2002 has seen the Daily Mirror proclaimed Newspaper of the Year. The paper has also been in the vanguard of the development of privacy with it defending the notable cases of Flitcroft1, Campbell2 and Theakston3. Angus Deayton's name could also be added to the list. While privacy was in its infancy at the beginning of 2001 following Douglas -v- Hello!4 and Venables -v- News Group Newspapers Limited5, this year's crop of privacy cases and, in particular, Flitcroft, has seen the law surrounding privacy settling down: adopting the Theakston beer slogan, it's acquiring 'real taste, real body'.

The Lord Chief Justice in Flitcroft set out his guidelines for judges to follow (as summarised later). These helpfully pull together the strands that have emerged since Douglas. Editors and their advisers will be well advised to remind themselves of the guidelines when considering a story to which they apply or when threatened with an injunction.

A number of important points emerge from the guidelines, as well as there being one notable omission.

Requests >>
1 - Return the privacy law passage from "The Lord Chief" up to and including "with an injunction.".
2 - According to the privacy law passage, which newspaper was named Newspaper of the Year in 2002?
Rely only on the privacy law passage above.

Items >>
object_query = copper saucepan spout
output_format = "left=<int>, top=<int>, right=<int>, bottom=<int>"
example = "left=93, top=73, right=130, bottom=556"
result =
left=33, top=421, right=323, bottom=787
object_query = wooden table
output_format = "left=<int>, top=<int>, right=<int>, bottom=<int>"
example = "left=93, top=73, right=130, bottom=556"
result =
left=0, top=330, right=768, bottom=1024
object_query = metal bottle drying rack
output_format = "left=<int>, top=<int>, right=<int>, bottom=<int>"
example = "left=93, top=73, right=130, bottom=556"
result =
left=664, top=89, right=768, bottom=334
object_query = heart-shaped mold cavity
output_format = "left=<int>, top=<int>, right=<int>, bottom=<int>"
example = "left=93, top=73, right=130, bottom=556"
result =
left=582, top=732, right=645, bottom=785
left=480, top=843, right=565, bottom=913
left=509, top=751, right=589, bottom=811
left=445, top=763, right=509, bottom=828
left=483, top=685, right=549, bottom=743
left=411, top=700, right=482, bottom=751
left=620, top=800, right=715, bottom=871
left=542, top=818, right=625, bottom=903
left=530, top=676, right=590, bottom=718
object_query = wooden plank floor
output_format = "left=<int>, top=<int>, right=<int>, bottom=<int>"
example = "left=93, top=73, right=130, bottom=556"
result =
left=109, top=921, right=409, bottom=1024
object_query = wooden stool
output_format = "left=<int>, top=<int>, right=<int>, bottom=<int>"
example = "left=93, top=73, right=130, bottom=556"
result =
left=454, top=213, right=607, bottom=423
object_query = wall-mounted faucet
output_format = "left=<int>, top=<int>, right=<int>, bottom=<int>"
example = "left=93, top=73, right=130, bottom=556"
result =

Solution set >>
1 -
The Lord Chief Justice in Flitcroft set out his guidelines for judges to follow (as summarised later). These helpfully pull together the strands that have emerged since Douglas. Editors and their advisers will be well advised to remind themselves of the guidelines when considering a story to which they apply or when threatened with an injunction.

2 - The Daily Mirror